• YOUR TASK:
Go to the line in the entries below that holds "<point>425,196</point>" and repeat exactly from there through the line that holds "<point>403,11</point>", inclusive.

Referring expression pointing data
►

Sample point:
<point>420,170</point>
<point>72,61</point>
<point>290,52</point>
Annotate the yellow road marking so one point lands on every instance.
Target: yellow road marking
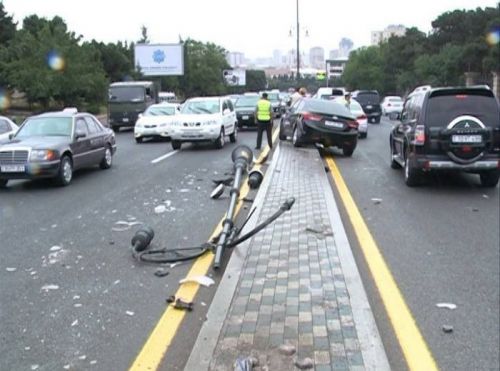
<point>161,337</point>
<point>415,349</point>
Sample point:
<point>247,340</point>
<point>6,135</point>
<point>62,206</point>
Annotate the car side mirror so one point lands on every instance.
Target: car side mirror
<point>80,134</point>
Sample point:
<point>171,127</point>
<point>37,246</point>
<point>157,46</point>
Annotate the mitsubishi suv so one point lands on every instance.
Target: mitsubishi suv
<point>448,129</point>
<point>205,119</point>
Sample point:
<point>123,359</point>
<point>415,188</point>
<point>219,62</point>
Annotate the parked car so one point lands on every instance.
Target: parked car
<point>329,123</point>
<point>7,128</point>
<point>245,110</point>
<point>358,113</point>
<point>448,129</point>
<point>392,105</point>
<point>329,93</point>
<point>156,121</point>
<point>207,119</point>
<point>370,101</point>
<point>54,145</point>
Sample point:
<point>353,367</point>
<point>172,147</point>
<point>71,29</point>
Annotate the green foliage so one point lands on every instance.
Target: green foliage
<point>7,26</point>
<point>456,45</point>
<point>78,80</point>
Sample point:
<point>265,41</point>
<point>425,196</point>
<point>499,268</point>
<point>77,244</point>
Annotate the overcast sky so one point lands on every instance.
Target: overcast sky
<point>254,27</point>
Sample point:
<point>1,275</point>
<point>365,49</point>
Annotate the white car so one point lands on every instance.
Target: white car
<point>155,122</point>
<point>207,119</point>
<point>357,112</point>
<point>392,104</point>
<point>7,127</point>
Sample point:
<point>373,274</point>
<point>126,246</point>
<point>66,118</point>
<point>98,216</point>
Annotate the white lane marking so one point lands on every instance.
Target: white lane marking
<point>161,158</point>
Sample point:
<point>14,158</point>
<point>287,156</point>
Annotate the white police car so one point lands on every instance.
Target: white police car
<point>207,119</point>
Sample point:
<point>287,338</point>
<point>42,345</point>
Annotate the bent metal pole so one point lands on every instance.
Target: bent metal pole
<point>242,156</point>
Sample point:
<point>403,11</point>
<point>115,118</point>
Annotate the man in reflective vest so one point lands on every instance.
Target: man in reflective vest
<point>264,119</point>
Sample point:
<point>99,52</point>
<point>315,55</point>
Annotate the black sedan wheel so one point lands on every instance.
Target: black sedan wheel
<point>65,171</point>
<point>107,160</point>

◄
►

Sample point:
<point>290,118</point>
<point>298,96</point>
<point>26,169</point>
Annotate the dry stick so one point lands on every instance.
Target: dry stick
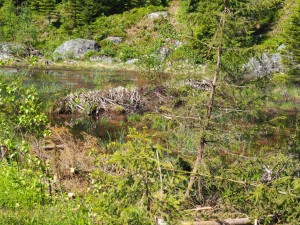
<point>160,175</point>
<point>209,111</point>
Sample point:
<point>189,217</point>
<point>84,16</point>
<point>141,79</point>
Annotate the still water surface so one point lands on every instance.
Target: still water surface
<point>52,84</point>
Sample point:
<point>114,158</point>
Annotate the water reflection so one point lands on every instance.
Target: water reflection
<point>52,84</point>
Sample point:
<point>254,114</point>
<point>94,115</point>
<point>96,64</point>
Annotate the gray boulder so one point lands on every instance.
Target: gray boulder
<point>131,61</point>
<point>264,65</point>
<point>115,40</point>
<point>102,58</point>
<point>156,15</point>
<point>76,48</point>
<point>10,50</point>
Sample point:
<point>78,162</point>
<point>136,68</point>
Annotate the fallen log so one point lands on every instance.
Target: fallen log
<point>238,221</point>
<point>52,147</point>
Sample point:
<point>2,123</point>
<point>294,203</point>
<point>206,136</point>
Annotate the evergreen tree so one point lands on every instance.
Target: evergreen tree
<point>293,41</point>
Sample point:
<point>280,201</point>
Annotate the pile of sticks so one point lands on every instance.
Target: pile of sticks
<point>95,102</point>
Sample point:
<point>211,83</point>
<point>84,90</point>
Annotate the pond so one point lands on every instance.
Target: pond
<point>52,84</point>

◄

• TASK RESPONSE:
<point>425,196</point>
<point>499,268</point>
<point>77,244</point>
Annotate the overcast sky so one point lands on every instance.
Target: overcast sky
<point>254,27</point>
Sample point:
<point>1,275</point>
<point>365,49</point>
Annotate the white car so one point lands on every instance.
Target: white car
<point>155,122</point>
<point>207,119</point>
<point>357,112</point>
<point>392,104</point>
<point>7,127</point>
Sample point:
<point>373,274</point>
<point>126,246</point>
<point>66,118</point>
<point>98,216</point>
Annotate the white lane marking so one point lands on every instance.
Target: white lane marking
<point>161,158</point>
Sample point:
<point>14,158</point>
<point>287,156</point>
Annotate the white police car so one point lands on every instance.
Target: white police car
<point>207,119</point>
Sample point:
<point>287,338</point>
<point>42,345</point>
Annotate the bent metal pole so one point lands on every instance.
Target: bent metal pole
<point>242,156</point>
Sample point:
<point>403,11</point>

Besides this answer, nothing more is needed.